▶ Challenges
1. According to the journal, what was the writer going to Idaho to get?
2. Rewrite the journal from "Then after school" up to and including "Look it up.", swapping "Beauty" for "Star".

▶ Provided passage
·····

# My Journal



## Fly (Oct 25, 2010)

So I figured I'd do it. Ignore it though, it'll prolly bore the heck out of ya. 
Hmmm, today was- interesting. First I slept in, horses where hungry an extra half hour. Stupid dreams made me do it. And then cleaned house all morning, then did school all afternoon. I still have like a hour of homework UGH. Homeschooling is dangerous when your mom says "CLEANING TIME!!".
Then after school I went down to the lower pasture, to to a bit of Join Up with Babe and Beauty. Beauty was done by my seven year old sister/ her owner. My sister did great, its just Beauty isn't very people lovin'. So it really didn't work, and my sister was tired of running in circles so I said "Go ahead and quit baby girl." 
Then I went to do Babe, but then didn't. I helped my sister a lot, and wanted to go in and rest after a sleepless night. Then I drove my car to my Grandpas, and dropped stuff off. Then ate and got online.
HOLY CRAP ITS ALMOST DARK I GOTTA GO BRING IN HORSES BEFORE THE COYOTES COME OUT OMG. 
Thanks for reading if you did,
~Fly~
verse of the day; Ephesians 4:29. Look it up.


----------



## Fly (Oct 25, 2010)

Getting ready to go to Idaho. Gotta pack after done with homeork, I'm going to get a new car. It'll be a long few days driving, but its an awsome Mustang con. 
Better go, will write sometime... 
~Fly~


----------



## Fly (Oct 25, 2010)

Well, Idaho went great. The car is awesome! Last night was Harvest Party at my yg church, and I ran a baloon popping booth. Then me and some friends went for a walk over few hills, searching for an invisible pond in the dark. It went, well, fail. COUPLES ARE KILING ME. Betta go diaray, 
~Fly~


----------

·····

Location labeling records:

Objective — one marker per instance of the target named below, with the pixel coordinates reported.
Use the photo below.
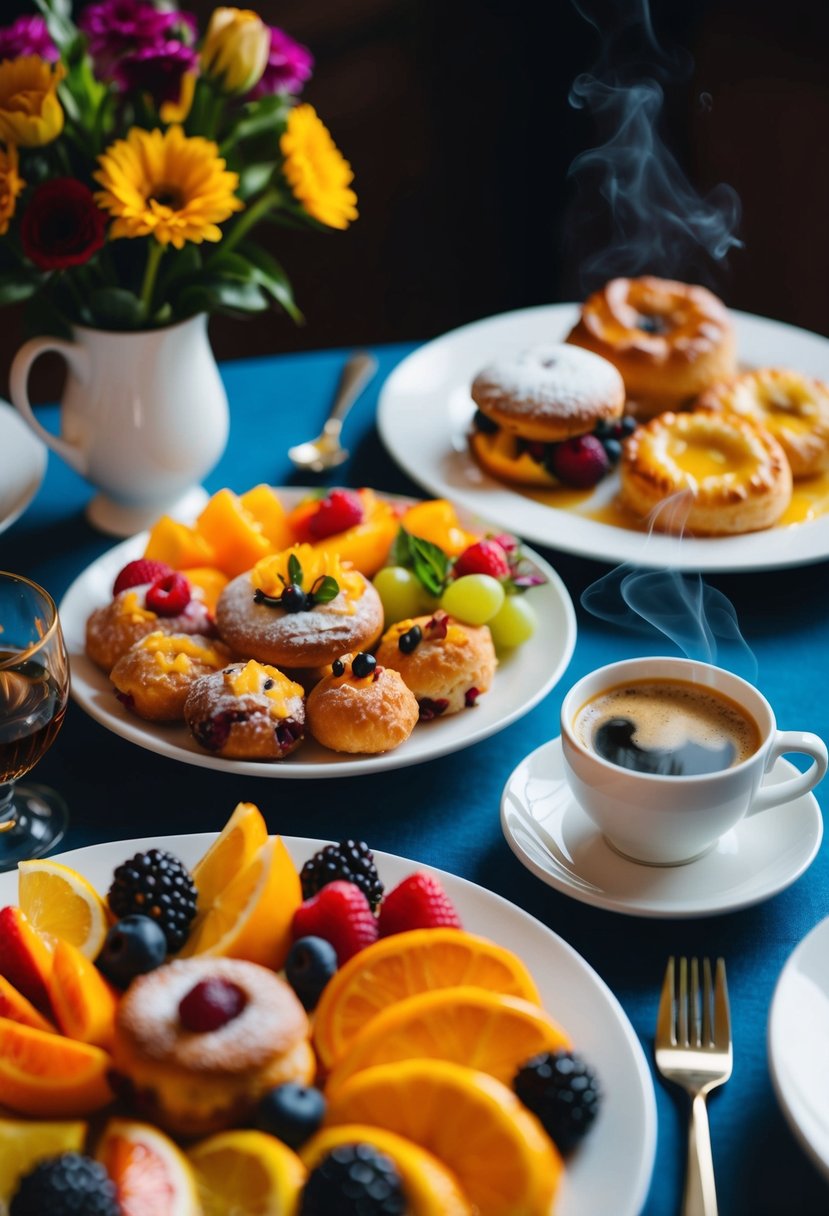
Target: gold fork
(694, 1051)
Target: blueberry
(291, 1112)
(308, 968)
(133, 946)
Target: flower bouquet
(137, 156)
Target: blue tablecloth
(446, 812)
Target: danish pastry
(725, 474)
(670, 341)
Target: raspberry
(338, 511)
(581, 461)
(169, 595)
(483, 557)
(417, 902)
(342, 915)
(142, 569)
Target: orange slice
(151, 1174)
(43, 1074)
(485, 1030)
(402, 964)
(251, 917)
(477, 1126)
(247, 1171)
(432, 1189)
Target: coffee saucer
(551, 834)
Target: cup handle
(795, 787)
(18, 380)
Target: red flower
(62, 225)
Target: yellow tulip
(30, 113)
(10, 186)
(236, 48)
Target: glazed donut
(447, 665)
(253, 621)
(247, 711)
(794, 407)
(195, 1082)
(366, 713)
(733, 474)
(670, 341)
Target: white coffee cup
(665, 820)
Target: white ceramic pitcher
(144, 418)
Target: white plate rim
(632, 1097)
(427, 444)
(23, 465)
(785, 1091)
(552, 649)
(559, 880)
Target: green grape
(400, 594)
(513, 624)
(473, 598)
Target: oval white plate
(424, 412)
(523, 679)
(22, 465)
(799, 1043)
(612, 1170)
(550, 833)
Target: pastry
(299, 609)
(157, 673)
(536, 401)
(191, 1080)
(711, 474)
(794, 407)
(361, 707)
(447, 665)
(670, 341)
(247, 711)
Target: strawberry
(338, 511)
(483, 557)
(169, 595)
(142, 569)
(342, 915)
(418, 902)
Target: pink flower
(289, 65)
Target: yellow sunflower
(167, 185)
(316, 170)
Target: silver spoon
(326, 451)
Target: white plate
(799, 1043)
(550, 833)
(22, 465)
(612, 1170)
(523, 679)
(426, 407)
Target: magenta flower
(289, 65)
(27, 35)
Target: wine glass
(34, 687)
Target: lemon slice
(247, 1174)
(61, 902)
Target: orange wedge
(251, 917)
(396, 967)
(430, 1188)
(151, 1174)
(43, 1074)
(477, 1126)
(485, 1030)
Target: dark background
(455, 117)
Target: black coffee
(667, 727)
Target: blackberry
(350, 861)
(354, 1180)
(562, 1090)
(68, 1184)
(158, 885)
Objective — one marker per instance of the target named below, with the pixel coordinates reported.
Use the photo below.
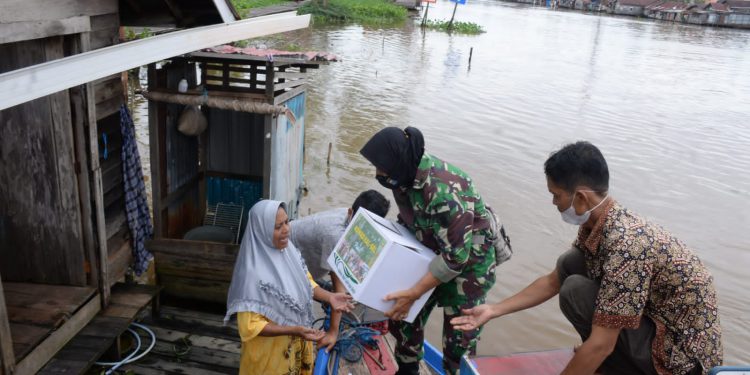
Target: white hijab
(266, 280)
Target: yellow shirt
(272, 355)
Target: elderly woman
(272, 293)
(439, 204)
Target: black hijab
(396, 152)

·····

▶ Solution set
1. A new car.

2.
Then after school I went down to the lower pasture, to to a bit of Join Up with Babe and Star. Star was done by my seven year old sister/ her owner. My sister did great, its just Star isn't very people lovin'. So it really didn't work, and my sister was tired of running in circles so I said "Go ahead and quit baby girl." 
Then I went to do Babe, but then didn't. I helped my sister a lot, and wanted to go in and rest after a sleepless night. Then I drove my car to my Grandpas, and dropped stuff off. Then ate and got online.
HOLY CRAP ITS ALMOST DARK I GOTTA GO BRING IN HORSES BEFORE THE COYOTES COME OUT OMG. 
Thanks for reading if you did,
~Fly~
verse of the day; Ephesians 4:29. Look it up.